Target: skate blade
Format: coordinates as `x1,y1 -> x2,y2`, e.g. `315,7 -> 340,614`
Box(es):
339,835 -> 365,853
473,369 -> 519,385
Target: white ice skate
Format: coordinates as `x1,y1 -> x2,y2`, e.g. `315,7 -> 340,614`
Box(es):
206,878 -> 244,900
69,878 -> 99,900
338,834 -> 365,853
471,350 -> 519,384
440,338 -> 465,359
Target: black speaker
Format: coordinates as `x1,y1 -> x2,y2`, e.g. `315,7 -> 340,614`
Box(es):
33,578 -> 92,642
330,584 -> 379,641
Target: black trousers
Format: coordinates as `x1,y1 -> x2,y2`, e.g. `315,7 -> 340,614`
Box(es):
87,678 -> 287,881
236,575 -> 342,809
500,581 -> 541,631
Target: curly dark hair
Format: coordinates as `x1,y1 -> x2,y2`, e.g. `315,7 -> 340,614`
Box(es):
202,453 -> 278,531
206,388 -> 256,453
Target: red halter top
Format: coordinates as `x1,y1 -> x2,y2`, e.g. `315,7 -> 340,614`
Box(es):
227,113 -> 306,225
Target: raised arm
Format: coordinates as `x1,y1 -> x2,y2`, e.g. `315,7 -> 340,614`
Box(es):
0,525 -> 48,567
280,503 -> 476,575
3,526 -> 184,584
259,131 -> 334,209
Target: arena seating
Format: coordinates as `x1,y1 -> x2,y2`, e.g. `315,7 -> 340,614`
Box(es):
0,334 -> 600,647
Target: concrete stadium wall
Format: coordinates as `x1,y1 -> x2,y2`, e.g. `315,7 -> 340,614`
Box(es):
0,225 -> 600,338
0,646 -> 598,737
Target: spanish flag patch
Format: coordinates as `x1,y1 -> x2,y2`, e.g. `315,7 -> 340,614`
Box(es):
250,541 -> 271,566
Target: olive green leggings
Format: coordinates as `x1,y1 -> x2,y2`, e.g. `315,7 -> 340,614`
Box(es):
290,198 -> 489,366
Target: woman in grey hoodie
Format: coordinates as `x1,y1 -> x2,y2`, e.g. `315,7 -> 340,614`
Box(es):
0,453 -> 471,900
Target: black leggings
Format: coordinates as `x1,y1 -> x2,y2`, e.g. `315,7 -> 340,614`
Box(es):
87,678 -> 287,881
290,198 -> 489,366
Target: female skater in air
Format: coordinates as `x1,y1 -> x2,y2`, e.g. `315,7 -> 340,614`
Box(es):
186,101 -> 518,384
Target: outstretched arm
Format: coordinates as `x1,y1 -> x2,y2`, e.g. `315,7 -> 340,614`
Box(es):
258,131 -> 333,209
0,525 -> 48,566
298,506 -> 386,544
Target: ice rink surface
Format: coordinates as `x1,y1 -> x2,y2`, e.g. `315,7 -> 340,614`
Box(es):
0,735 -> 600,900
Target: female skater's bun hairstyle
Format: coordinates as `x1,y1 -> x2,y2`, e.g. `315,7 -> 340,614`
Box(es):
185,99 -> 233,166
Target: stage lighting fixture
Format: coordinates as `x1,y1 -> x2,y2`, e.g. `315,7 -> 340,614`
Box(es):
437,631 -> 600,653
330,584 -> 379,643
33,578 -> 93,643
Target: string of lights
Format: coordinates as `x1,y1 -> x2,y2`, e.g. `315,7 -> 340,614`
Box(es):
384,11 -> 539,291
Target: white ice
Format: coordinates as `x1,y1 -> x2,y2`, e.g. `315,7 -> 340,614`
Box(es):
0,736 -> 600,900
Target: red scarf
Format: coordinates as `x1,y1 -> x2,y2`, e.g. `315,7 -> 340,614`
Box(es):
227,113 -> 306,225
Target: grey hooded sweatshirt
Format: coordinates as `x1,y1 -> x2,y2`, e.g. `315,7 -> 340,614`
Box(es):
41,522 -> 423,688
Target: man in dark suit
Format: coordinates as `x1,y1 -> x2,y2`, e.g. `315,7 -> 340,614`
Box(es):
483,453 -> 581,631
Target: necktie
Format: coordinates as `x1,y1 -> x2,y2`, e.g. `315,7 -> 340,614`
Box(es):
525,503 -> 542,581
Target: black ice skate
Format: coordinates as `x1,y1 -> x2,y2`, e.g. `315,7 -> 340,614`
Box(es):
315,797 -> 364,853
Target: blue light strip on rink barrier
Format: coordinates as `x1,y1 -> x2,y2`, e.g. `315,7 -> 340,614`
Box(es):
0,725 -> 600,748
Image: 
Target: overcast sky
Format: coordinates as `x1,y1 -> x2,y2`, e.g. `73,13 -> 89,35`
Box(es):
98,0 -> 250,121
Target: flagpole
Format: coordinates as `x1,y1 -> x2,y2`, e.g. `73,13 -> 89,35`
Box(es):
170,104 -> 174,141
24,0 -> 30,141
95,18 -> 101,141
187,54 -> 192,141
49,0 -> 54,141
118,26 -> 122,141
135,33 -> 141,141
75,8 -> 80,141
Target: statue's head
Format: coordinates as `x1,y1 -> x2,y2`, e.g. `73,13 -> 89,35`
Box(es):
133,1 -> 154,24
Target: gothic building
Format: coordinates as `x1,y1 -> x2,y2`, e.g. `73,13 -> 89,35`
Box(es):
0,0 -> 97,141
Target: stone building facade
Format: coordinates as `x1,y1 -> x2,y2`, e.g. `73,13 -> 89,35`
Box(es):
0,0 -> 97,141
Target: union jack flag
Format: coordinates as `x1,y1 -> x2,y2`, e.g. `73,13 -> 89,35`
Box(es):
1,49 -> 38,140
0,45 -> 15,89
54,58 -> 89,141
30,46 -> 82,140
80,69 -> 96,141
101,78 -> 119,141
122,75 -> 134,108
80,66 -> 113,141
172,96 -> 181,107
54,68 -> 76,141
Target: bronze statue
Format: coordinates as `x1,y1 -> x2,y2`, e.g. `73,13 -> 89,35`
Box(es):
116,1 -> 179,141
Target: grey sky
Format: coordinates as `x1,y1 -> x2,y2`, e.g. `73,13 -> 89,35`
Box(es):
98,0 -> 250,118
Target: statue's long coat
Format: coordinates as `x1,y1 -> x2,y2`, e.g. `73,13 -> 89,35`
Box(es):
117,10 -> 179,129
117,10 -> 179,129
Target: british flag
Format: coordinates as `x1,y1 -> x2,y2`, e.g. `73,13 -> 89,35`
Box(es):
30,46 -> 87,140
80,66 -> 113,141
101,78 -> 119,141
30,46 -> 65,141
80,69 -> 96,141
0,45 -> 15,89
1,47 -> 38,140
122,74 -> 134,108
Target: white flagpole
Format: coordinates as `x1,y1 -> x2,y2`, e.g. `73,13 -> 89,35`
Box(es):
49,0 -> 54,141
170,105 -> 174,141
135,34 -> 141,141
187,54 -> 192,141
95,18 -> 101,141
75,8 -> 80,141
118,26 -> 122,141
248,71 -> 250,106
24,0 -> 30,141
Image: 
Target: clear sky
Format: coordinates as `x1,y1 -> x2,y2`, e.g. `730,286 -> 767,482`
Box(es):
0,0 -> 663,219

################

= Given request =
Retype all of the entries above, character for character, with no changes.

= Answer to the exercise =
Target: skate blade
Format: coordinates as `x1,y1 -> x2,y2`, e.g. `315,7 -> 340,614`
Box(es):
339,835 -> 365,853
473,369 -> 519,385
Target: white ice skate
Format: coordinates as `x1,y1 -> x2,y2`, e.g. `315,7 -> 340,614`
Box(es):
206,878 -> 244,900
69,878 -> 99,900
338,834 -> 365,853
471,350 -> 519,384
440,338 -> 465,359
Target: black speaker
Format: coordinates as `x1,y1 -> x2,y2`, e.g. `315,7 -> 340,614`
Box(es):
33,578 -> 92,642
330,584 -> 379,641
Target: black trousers
Format: coordinates as `x1,y1 -> x2,y2`, e.g. `315,7 -> 340,614`
Box(es):
87,678 -> 287,881
236,575 -> 342,809
500,581 -> 541,631
Target: curly dark hair
Format: coordinates as `x1,y1 -> x2,y2`, e.g. `315,7 -> 340,614`
Box(es):
202,453 -> 278,531
206,388 -> 256,453
Target: red halter top
Format: coordinates as `x1,y1 -> x2,y2`, e.g. `315,7 -> 340,614`
Box(es):
227,113 -> 306,225
Target: raised arm
Format: coordinates as `x1,y1 -> x2,y2`, e.g. `315,7 -> 340,614`
Box(es):
0,525 -> 48,567
280,503 -> 476,575
3,526 -> 184,584
259,131 -> 334,209
Target: arena seating
Format: coordinates as `x1,y1 -> x2,y2`, e.g. `315,7 -> 340,614`
Box(es):
0,334 -> 600,647
Target: concrete stadium wall
Format: coordinates as `x1,y1 -> x2,y2`, e.g. `315,7 -> 340,614`
Box(es):
0,225 -> 600,338
0,646 -> 598,737
Target: spanish flag patch
Format: coordinates as `x1,y1 -> x2,y2`, e.g. `315,7 -> 340,614`
Box(es):
250,541 -> 271,566
Target: olive green leggings
Format: coordinates as `x1,y1 -> x2,y2`, e.g. `315,7 -> 340,614`
Box(es):
290,198 -> 489,366
Target: woman in grey hoodie
Format: coordinates as `x1,y1 -> x2,y2`, e.g. `315,7 -> 340,614`
Box(es):
0,453 -> 471,900
Target: black leggings
Format: coordinates as `x1,y1 -> x2,y2`, e.g. `315,7 -> 340,614`
Box(es):
87,678 -> 287,881
290,198 -> 489,366
Target: female skater in air
Format: coordinates as `x1,y1 -> x2,y2`, e.g. `315,7 -> 340,614`
Box(es):
186,101 -> 518,384
Target: outstretched arm
Format: coordinates as `x1,y1 -> x2,y2`, e.g. `315,7 -> 340,614`
Box(es):
258,131 -> 333,209
0,525 -> 48,566
298,506 -> 386,544
Target: ice rink surface
Format: coordinates as `x1,y1 -> x2,y2`, e.g. `315,7 -> 340,614`
Box(es):
0,735 -> 600,900
Target: female skater's bun hairstyle
Format: coordinates as `x1,y1 -> x2,y2`, e.g. `315,7 -> 340,614`
Box(es):
185,99 -> 233,166
Target: stage lighting fixture
Format: coordinates as `x1,y1 -> x2,y2`, e.g. `315,7 -> 340,614`
Box(es):
437,631 -> 600,653
330,584 -> 379,643
33,578 -> 93,643
Target: string of lights
Format: coordinates as `x1,y1 -> x2,y2`, e.g. `315,7 -> 340,614`
Box(es):
384,11 -> 539,291
Target: white ice
Format: coordinates as `x1,y1 -> x2,y2`, e.g. `315,7 -> 340,614`
Box(es):
0,736 -> 600,900
Target: red scarf
Format: coordinates as `x1,y1 -> x2,y2`, e.g. `315,7 -> 340,614`
Box(es):
227,113 -> 306,225
Target: grey hooded sweatshirt
Format: coordinates as `x1,y1 -> x2,y2`, e.g. `315,7 -> 340,614`
Box(es):
41,522 -> 423,688
Target: man in dark suit
Format: coordinates as `x1,y1 -> x2,y2`, e.g. `315,7 -> 340,614`
Box(es):
483,453 -> 581,631
Target: necktie
Format: coordinates as `x1,y1 -> x2,y2`, e.g. `315,7 -> 340,614`
Box(es):
525,503 -> 542,581
Target: black ice skate
Format: coordinates as `x1,y1 -> x2,y2`, e.g. `315,7 -> 340,614`
Box(es):
315,797 -> 364,853
Target: blue light strip on rink barrier
Format: coordinates as `x1,y1 -> x2,y2`, e.g. `315,7 -> 340,614`
Box(es):
0,725 -> 600,748
Image: 
Target: overcast sky
Format: coordinates as `x1,y1 -> x2,y2`, e.g. `73,13 -> 89,35`
Box(es):
98,0 -> 250,121
Target: flagpole
Format: coordinates as `x1,y1 -> x2,y2`, e.g. `73,13 -> 89,35`
Box(es):
170,104 -> 174,141
24,0 -> 30,141
95,18 -> 101,141
187,54 -> 192,141
49,0 -> 54,141
118,26 -> 122,141
135,33 -> 141,141
75,8 -> 80,141
Target: statue's head
Format: coordinates as `x1,y1 -> x2,y2`, e.g. `73,13 -> 89,35`
Box(es):
133,1 -> 154,24
Target: gothic building
Format: coordinates as `x1,y1 -> x2,y2`, e.g. `73,13 -> 89,35`
Box(es):
0,0 -> 97,141
Target: stone building facade
Format: coordinates as `x1,y1 -> x2,y2`, e.g. `73,13 -> 89,35`
Box(es):
0,0 -> 97,141
Target: union jack flag
Format: coordinates as `x1,y1 -> x2,y2`, e.g. `73,13 -> 89,35`
Box(es):
1,49 -> 38,140
0,45 -> 15,89
54,58 -> 89,141
30,46 -> 82,140
80,69 -> 96,141
101,78 -> 119,141
122,75 -> 134,108
80,66 -> 113,141
172,96 -> 181,107
54,68 -> 76,141
Target: bronze statue
Format: coordinates as `x1,y1 -> x2,y2`, e.g. `73,13 -> 89,35`
Box(es):
116,1 -> 179,141
Target: grey sky
Format: coordinates as `x1,y1 -> x2,y2`, e.g. `73,13 -> 89,35`
Box(es):
98,0 -> 250,118
Target: statue's long coat
Format: coordinates as `x1,y1 -> x2,y2`, e.g. `73,13 -> 89,35`
Box(es):
117,10 -> 179,129
117,10 -> 179,129
Target: british flag
Format: coordinates as `x1,y1 -> x2,y2`, e.g. `73,13 -> 89,35`
Box(es):
30,46 -> 87,140
80,66 -> 113,141
101,78 -> 119,141
30,46 -> 65,141
80,69 -> 96,141
0,45 -> 15,89
1,47 -> 38,140
122,74 -> 134,108
Target: white flagpole
Format: coordinates as `x1,y1 -> x2,y2`, e.g. `73,13 -> 89,35`
Box(es):
49,0 -> 54,141
170,105 -> 174,141
135,34 -> 141,141
187,54 -> 192,141
95,18 -> 101,141
75,8 -> 80,141
118,26 -> 122,141
248,71 -> 250,106
24,0 -> 30,141
Image: 
Target: clear sky
Format: coordinates as `x1,y1 -> x2,y2`, e.g. `730,286 -> 767,482`
Box(es):
0,0 -> 663,219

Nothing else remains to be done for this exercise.